# RECORDS FOR THIS TASK start

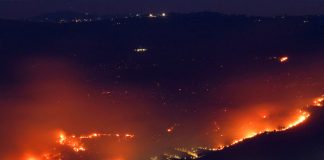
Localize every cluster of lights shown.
[134,48,147,53]
[279,56,289,63]
[148,12,167,18]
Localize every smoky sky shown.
[0,0,324,19]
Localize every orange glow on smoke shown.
[279,56,289,63]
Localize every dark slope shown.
[196,108,324,160]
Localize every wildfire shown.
[313,96,324,107]
[279,56,289,63]
[24,132,135,160]
[57,132,135,152]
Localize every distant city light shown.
[279,56,289,63]
[134,48,147,53]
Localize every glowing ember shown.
[313,96,324,107]
[279,56,289,63]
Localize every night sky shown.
[0,0,324,160]
[0,0,324,18]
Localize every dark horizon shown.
[0,0,324,19]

# RECORDS FOR THIS TASK end

§ **EXERCISE INSTRUCTIONS**:
Output only the lines from the one holding "Localize every smoky sky shown." through the last line above, exactly as they appear.

§ **SOLUTION FOR THIS PROBLEM**:
Localize every smoky sky shown.
[0,0,324,19]
Localize every orange glow on smoke shown.
[279,56,289,63]
Localize every dark slope shown.
[196,108,324,160]
Localize every wildfire shown.
[313,96,324,107]
[279,56,289,63]
[24,132,135,160]
[57,132,135,152]
Localize every distant city light shown.
[279,56,289,63]
[134,48,147,53]
Localize every glowing ember shown.
[313,96,324,107]
[279,56,289,63]
Localize every night sky shown.
[0,0,324,160]
[0,0,324,18]
Localize every dark horizon shown.
[0,0,324,19]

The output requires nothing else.